++++ Untersuchter Text ++++

# Wie bekomme ich "genau" raus, ob ein CPU-Kühler passt oder nicht (bzgl. Maindboard & RAM)?



## AIphilly (23. Juli 2018)

*Wie bekomme ich "genau" raus, ob ein CPU-Kühler passt oder nicht (bzgl. Maindboard & RAM)?*

Klar, auf den Seiten der jeweiligen CPU-Lüfter checken - habe ich schon ist kompatibel!
Jedoch wie sieht es aus mit der RAM-Höhe?
Habe lange gesucht bis ich herausfand, das z.B. die Ripjaws 42mm hoch sind.

DDR4RAM 2x 8GB DDR4 3200 G Skill Ri günstig bei csv-direct.de

Größenangaben sind den Verkäufern wohl nicht so wichtig. Bei Mainboards das gleiche, 1000 Angaben, aber Größe Fehlanzeige!
Will zunächst nur 2 Riegel einbauen, aber wie sehe ich, ob auch 4 passen würden.
Hier mal der Link zur be quiet!-Seite bei z.B. Dark Rock pro 3

https://www.bequiet.com/admin/ImageServer.php?ID=4e875a1393@be-quiet.net&omitPreview=true

Sollte es mich jetzt stutzig machen, das oben rechts keine 40mm Platz sind?
Sorry, aber baue mir zum ersten Mal nen PC zusammen! Habe hier auch keinen Thread dazu gefunden (oder ich gebe die falschen Wörter ein).
Wundert mich fast, dass ich keinen Thread gefunden habe. Wäre super, wenn es einen gäbe, wo genau erklärt wird, wie man vorgehen muss!
Danke schon mal im voraus!


----------



## amdahl (23. Juli 2018)

*AW: Wie bekomme ich "genau" raus, ob ein CPU-Kühler passt oder nicht (bzgl. Maindboard & RAM)?*

Ich würde das Problem im Zweifelsfall einfach umgehen: Ram der keine unnötig hohen Heatspreader hat.
Corsair Vengeance LPX, GSkill Aegis...
Andernfalls bist du größtenteils von Erfahrungswerten abhängig.

++++ Aufgelistete Zeilen ++++

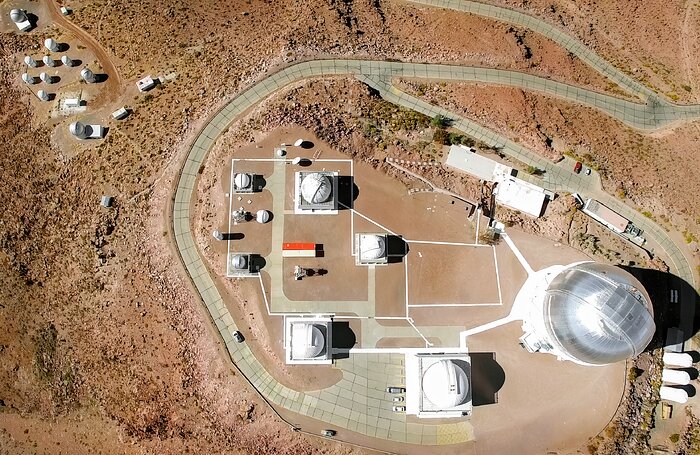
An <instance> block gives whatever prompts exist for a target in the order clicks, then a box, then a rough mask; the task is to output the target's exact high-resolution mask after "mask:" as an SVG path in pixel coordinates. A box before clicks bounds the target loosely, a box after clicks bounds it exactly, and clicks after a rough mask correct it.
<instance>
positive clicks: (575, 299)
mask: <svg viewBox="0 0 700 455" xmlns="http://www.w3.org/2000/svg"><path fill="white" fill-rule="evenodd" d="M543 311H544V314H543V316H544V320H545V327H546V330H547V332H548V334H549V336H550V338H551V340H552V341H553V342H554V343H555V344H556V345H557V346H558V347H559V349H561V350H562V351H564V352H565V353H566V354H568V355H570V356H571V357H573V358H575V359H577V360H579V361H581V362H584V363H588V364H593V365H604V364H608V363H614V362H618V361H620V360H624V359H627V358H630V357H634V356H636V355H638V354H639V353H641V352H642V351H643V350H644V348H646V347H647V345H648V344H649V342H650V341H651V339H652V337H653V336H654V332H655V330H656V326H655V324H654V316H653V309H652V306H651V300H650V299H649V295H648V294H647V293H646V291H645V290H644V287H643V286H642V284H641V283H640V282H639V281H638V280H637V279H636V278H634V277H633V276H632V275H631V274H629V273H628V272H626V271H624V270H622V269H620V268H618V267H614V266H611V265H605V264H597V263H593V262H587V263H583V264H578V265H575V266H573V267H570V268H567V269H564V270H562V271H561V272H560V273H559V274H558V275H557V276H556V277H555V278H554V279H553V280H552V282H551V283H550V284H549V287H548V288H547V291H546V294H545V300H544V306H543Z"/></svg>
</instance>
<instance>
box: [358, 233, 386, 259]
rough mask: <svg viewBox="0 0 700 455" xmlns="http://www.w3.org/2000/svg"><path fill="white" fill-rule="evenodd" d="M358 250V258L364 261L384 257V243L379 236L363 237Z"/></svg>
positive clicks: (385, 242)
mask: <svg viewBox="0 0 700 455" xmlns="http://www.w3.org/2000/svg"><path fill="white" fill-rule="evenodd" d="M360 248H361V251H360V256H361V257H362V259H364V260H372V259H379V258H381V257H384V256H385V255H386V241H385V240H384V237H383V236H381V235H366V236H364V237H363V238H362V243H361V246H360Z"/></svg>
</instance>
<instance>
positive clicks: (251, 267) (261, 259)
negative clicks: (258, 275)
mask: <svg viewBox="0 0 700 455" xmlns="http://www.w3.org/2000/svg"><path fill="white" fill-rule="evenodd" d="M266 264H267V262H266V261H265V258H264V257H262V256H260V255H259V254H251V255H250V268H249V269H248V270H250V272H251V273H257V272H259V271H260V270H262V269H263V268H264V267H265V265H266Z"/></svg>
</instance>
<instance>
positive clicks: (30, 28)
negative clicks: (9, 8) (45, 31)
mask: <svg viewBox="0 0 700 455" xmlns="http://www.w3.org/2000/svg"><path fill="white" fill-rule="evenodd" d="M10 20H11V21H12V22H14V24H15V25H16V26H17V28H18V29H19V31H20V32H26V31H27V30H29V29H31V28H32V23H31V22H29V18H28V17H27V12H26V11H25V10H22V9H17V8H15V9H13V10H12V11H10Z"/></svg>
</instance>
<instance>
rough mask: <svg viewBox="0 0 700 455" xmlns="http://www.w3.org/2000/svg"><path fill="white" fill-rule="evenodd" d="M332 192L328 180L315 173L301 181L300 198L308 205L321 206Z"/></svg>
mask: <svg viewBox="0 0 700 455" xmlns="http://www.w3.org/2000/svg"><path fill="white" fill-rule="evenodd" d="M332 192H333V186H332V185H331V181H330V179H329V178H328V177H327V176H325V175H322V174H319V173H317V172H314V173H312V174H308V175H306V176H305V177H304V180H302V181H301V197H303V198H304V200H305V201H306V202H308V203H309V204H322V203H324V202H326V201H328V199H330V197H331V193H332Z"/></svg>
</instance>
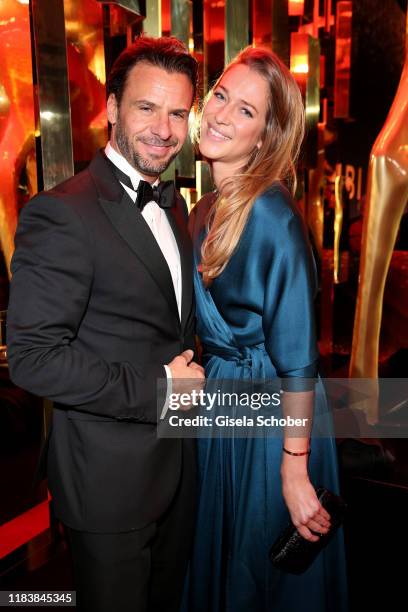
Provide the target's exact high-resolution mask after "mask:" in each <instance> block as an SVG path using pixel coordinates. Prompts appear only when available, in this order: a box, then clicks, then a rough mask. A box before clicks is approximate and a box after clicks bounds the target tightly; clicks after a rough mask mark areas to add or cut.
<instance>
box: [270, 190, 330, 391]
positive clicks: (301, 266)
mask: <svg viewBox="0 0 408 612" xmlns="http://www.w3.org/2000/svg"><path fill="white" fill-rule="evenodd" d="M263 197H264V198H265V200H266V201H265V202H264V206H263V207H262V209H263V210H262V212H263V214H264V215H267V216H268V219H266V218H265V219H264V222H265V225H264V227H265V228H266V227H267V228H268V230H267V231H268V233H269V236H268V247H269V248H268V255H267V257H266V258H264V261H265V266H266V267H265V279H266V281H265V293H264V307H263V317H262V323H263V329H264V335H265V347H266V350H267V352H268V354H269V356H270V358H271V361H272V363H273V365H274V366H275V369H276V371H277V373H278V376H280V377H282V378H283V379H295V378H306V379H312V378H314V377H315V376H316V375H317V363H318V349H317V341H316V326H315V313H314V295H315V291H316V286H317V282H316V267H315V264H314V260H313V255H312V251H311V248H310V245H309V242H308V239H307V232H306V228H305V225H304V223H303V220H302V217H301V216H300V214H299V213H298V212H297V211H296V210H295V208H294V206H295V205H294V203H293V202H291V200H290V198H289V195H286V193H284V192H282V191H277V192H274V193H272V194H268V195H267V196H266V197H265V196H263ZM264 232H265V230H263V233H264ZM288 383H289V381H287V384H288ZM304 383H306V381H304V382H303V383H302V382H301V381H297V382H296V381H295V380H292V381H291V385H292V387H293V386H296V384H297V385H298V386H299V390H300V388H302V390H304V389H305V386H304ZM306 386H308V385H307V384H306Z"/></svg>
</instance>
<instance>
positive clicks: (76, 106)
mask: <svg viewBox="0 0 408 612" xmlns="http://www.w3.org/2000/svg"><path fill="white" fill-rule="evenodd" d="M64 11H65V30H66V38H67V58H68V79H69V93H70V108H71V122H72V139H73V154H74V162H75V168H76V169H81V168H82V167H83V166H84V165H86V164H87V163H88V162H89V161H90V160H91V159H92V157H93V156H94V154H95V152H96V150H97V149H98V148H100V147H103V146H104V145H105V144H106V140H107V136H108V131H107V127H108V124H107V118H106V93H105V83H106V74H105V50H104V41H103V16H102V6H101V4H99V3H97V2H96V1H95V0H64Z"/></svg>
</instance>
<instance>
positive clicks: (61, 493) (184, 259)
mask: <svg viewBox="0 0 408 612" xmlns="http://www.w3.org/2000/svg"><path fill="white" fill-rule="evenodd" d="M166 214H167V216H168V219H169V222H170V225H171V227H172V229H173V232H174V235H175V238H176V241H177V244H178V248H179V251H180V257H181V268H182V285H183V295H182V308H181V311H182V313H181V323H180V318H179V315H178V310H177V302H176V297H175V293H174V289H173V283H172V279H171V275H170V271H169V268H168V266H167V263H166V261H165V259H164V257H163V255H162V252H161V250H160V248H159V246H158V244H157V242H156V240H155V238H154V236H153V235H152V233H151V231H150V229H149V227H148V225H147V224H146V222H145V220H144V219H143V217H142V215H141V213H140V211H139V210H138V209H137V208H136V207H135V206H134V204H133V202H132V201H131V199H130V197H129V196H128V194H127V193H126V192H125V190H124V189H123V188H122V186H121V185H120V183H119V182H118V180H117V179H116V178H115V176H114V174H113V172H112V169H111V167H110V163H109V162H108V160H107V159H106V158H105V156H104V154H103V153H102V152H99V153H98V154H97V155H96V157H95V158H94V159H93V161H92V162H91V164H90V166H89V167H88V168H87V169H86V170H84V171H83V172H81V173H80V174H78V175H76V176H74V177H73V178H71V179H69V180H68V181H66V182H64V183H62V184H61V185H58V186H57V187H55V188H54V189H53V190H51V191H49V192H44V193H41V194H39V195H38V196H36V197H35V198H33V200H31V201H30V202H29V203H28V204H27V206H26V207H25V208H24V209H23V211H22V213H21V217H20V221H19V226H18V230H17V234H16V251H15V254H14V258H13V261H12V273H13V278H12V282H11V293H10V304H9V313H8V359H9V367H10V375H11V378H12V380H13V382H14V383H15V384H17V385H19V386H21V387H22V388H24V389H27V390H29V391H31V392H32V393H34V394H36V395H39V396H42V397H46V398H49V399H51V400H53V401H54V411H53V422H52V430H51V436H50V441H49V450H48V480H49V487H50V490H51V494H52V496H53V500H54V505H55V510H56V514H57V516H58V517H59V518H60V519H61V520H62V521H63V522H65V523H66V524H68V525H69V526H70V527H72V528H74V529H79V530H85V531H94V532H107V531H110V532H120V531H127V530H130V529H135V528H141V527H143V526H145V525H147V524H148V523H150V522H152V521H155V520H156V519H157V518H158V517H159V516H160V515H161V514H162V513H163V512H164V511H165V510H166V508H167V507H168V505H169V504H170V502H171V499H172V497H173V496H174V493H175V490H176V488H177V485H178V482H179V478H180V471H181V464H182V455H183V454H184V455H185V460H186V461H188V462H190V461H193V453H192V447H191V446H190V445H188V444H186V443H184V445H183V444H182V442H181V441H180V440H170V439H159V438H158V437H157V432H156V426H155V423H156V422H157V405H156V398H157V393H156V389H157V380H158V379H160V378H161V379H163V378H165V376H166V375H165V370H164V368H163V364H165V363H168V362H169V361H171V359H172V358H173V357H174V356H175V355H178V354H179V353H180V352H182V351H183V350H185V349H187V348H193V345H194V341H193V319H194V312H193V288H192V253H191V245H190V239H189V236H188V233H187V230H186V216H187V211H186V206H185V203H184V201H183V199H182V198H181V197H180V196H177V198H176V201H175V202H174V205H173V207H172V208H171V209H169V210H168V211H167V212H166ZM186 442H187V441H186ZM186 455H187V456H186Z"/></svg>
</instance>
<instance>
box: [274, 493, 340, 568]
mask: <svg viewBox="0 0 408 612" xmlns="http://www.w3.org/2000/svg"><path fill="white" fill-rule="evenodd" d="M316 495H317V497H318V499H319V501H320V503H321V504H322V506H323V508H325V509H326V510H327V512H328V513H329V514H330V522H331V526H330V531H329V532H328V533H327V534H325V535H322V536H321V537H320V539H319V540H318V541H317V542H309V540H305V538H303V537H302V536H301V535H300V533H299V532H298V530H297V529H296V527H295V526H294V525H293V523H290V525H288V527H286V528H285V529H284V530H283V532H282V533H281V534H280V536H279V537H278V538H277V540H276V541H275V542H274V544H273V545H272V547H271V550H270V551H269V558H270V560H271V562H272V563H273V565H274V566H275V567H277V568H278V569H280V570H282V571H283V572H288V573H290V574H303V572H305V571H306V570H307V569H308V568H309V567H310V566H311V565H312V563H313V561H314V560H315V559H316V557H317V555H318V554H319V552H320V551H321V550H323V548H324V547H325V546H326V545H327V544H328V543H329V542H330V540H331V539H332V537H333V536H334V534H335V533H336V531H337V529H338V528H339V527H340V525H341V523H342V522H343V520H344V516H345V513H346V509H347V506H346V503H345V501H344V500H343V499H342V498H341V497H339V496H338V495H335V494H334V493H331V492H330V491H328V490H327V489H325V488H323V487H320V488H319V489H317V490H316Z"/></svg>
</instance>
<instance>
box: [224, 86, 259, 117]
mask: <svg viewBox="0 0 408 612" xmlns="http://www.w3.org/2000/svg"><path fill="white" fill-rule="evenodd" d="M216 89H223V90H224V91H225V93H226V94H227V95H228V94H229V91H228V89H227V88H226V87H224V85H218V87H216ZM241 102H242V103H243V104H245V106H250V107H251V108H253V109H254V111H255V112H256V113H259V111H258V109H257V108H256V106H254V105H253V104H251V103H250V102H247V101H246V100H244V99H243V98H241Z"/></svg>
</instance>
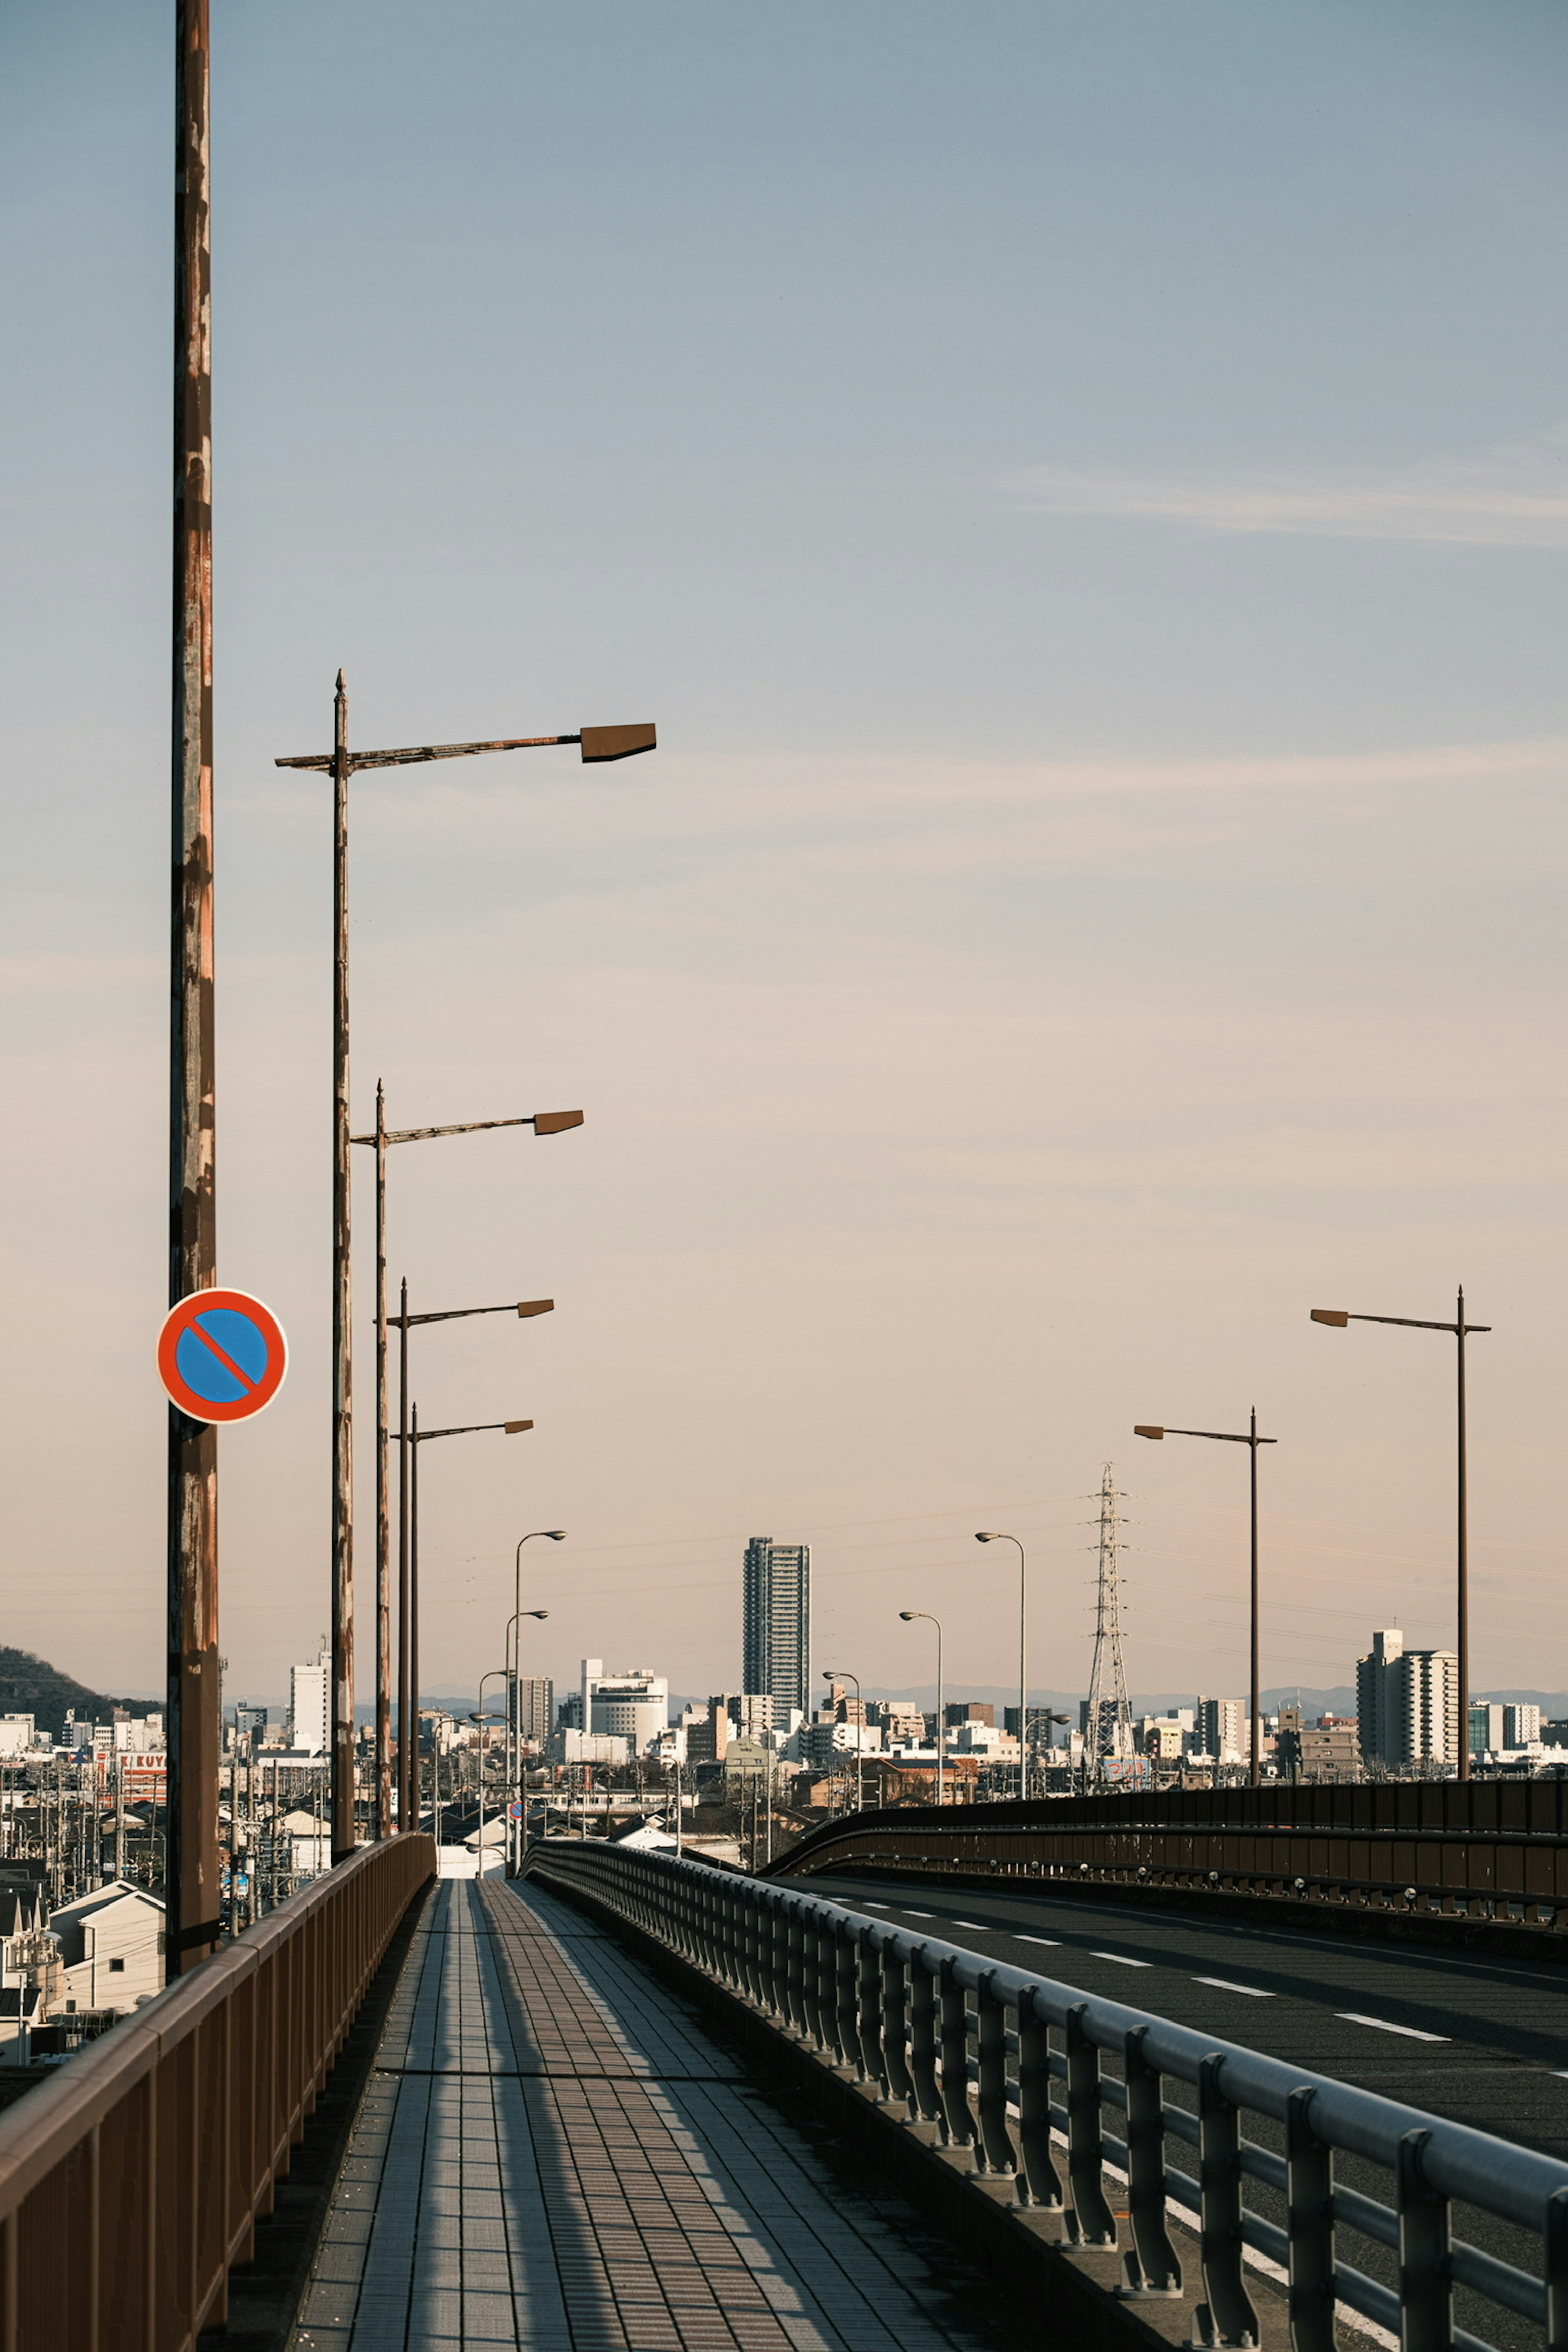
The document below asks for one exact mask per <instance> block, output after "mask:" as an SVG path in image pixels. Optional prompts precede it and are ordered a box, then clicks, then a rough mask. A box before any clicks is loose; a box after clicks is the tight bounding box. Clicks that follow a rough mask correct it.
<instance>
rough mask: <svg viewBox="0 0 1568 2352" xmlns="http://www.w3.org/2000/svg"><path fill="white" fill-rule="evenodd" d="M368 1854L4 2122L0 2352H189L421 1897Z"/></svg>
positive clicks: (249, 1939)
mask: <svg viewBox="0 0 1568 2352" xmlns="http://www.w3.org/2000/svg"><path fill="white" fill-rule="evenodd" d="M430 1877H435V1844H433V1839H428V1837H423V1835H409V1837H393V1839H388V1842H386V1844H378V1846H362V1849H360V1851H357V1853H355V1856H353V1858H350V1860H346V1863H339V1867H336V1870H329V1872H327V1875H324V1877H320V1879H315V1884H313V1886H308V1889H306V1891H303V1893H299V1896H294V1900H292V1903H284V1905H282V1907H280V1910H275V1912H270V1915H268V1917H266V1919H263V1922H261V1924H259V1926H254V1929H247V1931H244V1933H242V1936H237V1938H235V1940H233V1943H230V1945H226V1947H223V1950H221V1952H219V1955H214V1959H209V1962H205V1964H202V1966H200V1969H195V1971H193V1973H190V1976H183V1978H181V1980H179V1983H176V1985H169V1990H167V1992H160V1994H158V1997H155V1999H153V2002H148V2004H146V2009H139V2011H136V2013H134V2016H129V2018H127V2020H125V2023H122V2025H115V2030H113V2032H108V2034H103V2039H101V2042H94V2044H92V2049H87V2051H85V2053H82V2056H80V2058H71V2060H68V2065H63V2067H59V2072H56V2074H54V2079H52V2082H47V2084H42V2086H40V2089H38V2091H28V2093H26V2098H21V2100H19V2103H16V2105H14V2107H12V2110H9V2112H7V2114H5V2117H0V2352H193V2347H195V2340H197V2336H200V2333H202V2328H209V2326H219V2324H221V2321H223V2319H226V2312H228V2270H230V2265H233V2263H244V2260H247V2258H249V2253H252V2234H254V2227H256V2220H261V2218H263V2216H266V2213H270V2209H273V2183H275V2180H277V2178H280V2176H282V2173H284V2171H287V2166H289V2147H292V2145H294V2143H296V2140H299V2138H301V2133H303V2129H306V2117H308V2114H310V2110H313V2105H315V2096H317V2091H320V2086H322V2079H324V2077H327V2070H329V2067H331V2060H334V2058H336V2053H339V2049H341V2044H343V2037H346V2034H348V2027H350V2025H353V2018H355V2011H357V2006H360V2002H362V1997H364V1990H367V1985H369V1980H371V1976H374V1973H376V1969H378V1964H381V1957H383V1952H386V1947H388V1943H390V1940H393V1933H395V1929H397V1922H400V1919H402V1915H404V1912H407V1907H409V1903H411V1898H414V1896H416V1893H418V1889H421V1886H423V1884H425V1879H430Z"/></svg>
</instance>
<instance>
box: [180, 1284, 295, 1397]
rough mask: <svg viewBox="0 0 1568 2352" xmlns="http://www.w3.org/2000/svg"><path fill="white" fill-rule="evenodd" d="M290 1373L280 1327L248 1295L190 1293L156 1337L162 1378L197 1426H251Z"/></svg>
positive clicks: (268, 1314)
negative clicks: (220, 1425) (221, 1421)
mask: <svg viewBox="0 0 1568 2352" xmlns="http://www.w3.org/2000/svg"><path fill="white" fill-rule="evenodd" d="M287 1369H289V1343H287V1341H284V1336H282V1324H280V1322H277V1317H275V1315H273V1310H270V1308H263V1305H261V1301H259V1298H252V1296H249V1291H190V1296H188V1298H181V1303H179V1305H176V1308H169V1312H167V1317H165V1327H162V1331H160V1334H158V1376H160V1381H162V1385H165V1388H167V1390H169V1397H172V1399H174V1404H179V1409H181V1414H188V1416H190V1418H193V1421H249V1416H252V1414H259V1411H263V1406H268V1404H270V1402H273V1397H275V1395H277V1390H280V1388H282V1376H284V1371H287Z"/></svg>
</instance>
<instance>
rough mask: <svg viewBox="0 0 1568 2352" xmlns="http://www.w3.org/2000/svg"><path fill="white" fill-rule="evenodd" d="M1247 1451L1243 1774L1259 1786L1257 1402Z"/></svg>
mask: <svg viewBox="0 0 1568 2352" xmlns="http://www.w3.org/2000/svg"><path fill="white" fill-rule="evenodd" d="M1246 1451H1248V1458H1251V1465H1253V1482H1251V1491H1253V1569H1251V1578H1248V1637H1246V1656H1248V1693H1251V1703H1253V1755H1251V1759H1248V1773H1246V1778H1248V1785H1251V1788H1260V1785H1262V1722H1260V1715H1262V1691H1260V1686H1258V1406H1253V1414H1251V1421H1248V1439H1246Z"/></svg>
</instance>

++++

■ **Arbeitsauftrag 1**: Gib aus dem Forumsthread über CPU-Kühler alles von „Klar, auf den“ bis hinunter zu „4 passen würden.“ erneut wieder und benenne dabei „Verkäufern“ in „Händlern“ um.
■ **Arbeitsauftrag 2**: Schreibe bitte den Forumsthread über CPU-Kühler dort weiter, wo er aufhört.

■ **Antwort zur Aufgabe 1**:
Klar, auf den Seiten der jeweiligen CPU-Lüfter checken - habe ich schon ist kompatibel!
Jedoch wie sieht es aus mit der RAM-Höhe?
Habe lange gesucht bis ich herausfand, das z.B. die Ripjaws 42mm hoch sind.

DDR4RAM 2x 8GB DDR4 3200 G Skill Ri günstig bei csv-direct.de

Größenangaben sind den Händlern wohl nicht so wichtig. Bei Mainboards das gleiche, 1000 Angaben, aber Größe Fehlanzeige!
Will zunächst nur 2 Riegel einbauen, aber wie sehe ich, ob auch 4 passen würden.

■ **Antwort zur Aufgabe 2**:
----------



## AIphilly (23. Juli 2018)

*AW: Wie bekomme ich "genau" raus, ob ein CPU-Kühler passt oder nicht (bzgl. Maindboard & RAM)?*

@amdahl
Ok, danke. Hast du dir meinen Link mal angeschaut zur be quiet!-Seite? Ist die Abbildung oben rechts schon die richtige Seite? Nachher schaue ich mir die falsche Abbildung an und
es ist doch viel mehr Platz als gedacht?


----------



## amdahl (23. Juli 2018)

*AW: Wie bekomme ich "genau" raus, ob ein CPU-Kühler passt oder nicht (bzgl. Maindboard & RAM)?*

Falls du dir wegen des Lüfters Sorgen machst: den kann man -genügend Platz im Gehäuse vorausgesetzt- einfach etwas höher montieren um Platz zu schaffen.
Übrigens hat der Dark Rock Pro 3 einen Nachfolger bekommen bei dem unter Anderem die legendär fummelige Montage vereinfacht wurde. Wenn es der große Schwarze sein muss würde ich dringend den Dark Rock Pro 4 empfehlen. Dazu dann eben RAM der nicht ganz so hoch ist, der vierte DIMM-Slot könnte sonst blockiert sein.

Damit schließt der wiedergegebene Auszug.